INSTRUCTIONS FOR THE TASK -
Copy out each of the following lines precisely, without changing anything.

************

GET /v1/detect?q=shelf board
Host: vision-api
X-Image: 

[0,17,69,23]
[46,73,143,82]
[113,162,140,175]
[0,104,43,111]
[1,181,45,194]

************

EXERCISE OUTPUT -
GET /v1/detect?q=shelf board
Host: vision-api
X-Image: 

[0,17,69,23]
[46,73,143,82]
[113,162,140,175]
[0,104,43,111]
[1,181,45,194]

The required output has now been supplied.